_Work required:_ Count the lines in the rows below that contain the string "green", matching case exactly. Reply with the number alone.

_Dataset records:_
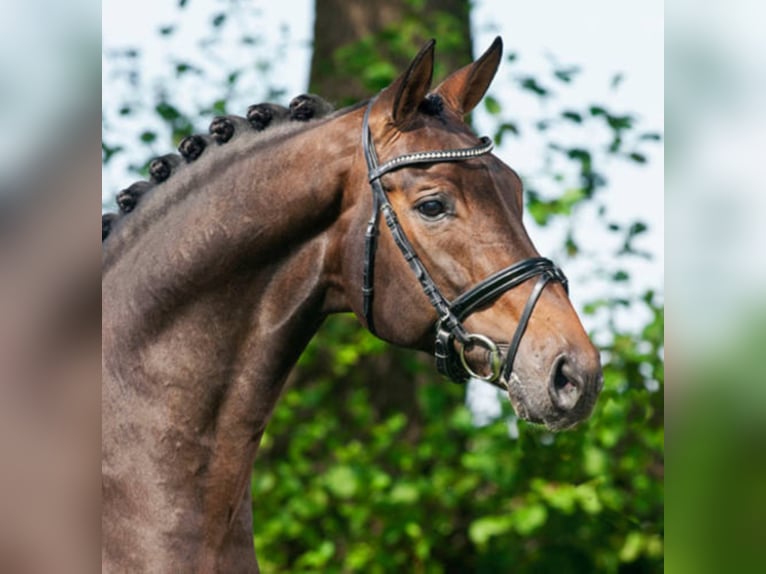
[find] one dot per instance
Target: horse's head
(452, 269)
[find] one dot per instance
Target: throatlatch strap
(449, 327)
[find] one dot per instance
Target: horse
(220, 269)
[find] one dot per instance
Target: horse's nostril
(566, 387)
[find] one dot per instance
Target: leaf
(527, 519)
(566, 74)
(619, 122)
(530, 84)
(341, 481)
(486, 527)
(503, 128)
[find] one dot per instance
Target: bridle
(449, 326)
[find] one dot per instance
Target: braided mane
(265, 122)
(222, 131)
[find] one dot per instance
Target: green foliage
(350, 480)
(340, 486)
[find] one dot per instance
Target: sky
(603, 37)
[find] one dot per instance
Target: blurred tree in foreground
(372, 462)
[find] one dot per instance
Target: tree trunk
(360, 46)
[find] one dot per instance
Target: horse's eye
(431, 208)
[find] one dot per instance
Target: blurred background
(373, 462)
(352, 476)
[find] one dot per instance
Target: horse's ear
(402, 98)
(465, 88)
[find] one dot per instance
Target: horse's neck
(205, 314)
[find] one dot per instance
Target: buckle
(495, 362)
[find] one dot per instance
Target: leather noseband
(449, 326)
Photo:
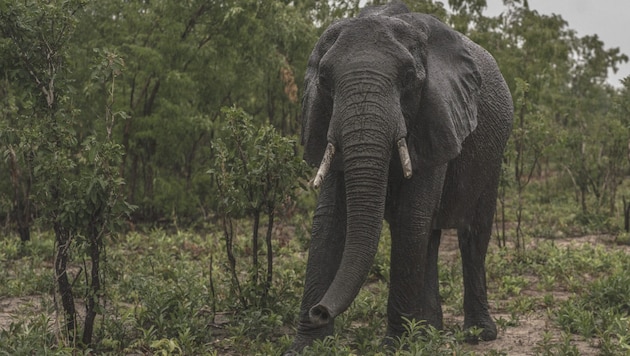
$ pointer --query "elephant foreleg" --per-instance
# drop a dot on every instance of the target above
(473, 245)
(413, 292)
(431, 303)
(325, 251)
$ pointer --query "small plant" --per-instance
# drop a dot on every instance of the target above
(255, 170)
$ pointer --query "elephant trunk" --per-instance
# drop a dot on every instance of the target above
(367, 149)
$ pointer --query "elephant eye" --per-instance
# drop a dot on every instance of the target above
(324, 83)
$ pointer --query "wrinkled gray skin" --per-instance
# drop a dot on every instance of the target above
(372, 80)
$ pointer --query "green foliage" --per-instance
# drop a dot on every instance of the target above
(255, 171)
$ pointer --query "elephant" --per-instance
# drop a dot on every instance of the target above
(407, 120)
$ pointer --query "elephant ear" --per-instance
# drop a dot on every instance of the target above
(316, 106)
(448, 106)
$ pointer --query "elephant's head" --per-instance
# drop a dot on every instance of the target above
(372, 83)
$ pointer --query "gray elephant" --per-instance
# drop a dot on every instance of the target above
(407, 120)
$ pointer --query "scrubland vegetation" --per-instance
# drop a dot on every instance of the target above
(153, 199)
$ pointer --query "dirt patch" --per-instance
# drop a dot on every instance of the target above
(527, 337)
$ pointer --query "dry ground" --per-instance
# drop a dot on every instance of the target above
(516, 340)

_Answer to this problem:_ 2